Stated problem: Change every "with a pin" to "with a marker" in the entries below, leaving all other text untouched.

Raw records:
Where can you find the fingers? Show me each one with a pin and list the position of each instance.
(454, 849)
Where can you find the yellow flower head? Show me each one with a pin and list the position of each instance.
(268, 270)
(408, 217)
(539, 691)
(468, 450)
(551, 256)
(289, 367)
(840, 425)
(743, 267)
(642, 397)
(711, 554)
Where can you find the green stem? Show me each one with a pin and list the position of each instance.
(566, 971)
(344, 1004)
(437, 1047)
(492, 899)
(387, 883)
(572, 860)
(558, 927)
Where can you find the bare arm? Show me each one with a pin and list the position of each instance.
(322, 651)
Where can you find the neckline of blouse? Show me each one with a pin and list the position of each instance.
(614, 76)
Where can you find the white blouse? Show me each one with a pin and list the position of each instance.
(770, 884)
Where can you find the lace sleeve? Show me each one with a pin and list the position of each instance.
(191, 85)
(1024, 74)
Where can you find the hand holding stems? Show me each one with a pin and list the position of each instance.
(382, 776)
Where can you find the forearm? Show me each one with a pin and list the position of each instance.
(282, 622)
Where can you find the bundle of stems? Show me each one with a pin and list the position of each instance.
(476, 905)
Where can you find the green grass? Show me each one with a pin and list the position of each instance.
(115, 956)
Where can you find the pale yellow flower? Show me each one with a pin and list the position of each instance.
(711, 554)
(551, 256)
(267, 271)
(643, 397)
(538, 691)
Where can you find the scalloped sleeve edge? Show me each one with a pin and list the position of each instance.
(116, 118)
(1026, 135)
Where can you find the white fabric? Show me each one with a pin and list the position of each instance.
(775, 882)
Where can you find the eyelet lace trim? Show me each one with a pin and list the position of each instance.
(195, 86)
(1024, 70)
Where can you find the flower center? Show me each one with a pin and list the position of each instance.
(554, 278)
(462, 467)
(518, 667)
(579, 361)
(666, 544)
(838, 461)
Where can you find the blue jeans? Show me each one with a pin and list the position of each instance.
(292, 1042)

Task answer:
Where can you find the fingers? Show me each one with a marker and list the position of each instance.
(454, 849)
Where can you find the yellow flower head? Show me each one with a marker and list the position of each instance.
(268, 270)
(408, 217)
(539, 691)
(468, 450)
(551, 256)
(289, 367)
(840, 425)
(743, 267)
(642, 397)
(711, 554)
Where can you find the green stem? Show me each one with a marker and list the position of each instance.
(566, 971)
(344, 1004)
(437, 1047)
(492, 899)
(387, 883)
(572, 860)
(558, 927)
Where can you find the bare arm? Show me each one with a marker and list the position of each instance.
(322, 651)
Where can you find the neckline of blouse? Show me each one with a marker and list the position of each instance.
(614, 76)
Where can you find the white blouse? Show me each one with a marker and list the position of each instance.
(770, 884)
Where can you find the lace sleeve? Show me each one with a marker and list the position of each instance.
(191, 85)
(1024, 74)
Where can you find the hand holding stems? Show me each one with a marker and list the position of each instance.
(382, 776)
Where can you find the forearm? Show me each one with a marker and list the position of each instance.
(282, 622)
Where can you find the bundle of stems? Show me each one with a marker and list the position of each instance.
(476, 905)
Where can you find the green grass? Show me each one with a marker and list the position of each instance.
(115, 956)
Where can you find the pale yellow flower? Show me each one with a marker and list the position of each instance.
(711, 554)
(551, 256)
(267, 271)
(643, 397)
(538, 691)
Where can you find the scalloped sleeve edge? Show me each one with a marker and list the position of each instance.
(116, 118)
(1026, 135)
Where can you find the white fabric? Show me each one with a marker and list the position of each instance.
(775, 882)
Where can you find the eyelet lace trim? Show me each one with a marker and list the position of each instance.
(195, 86)
(1024, 70)
Where can you find the flower center? Show me each one with a marker and list the position of each instance.
(554, 278)
(462, 467)
(518, 667)
(579, 361)
(666, 544)
(838, 461)
Where can you find the blue jeans? Show me each one with a marker and list the position of each instance.
(292, 1042)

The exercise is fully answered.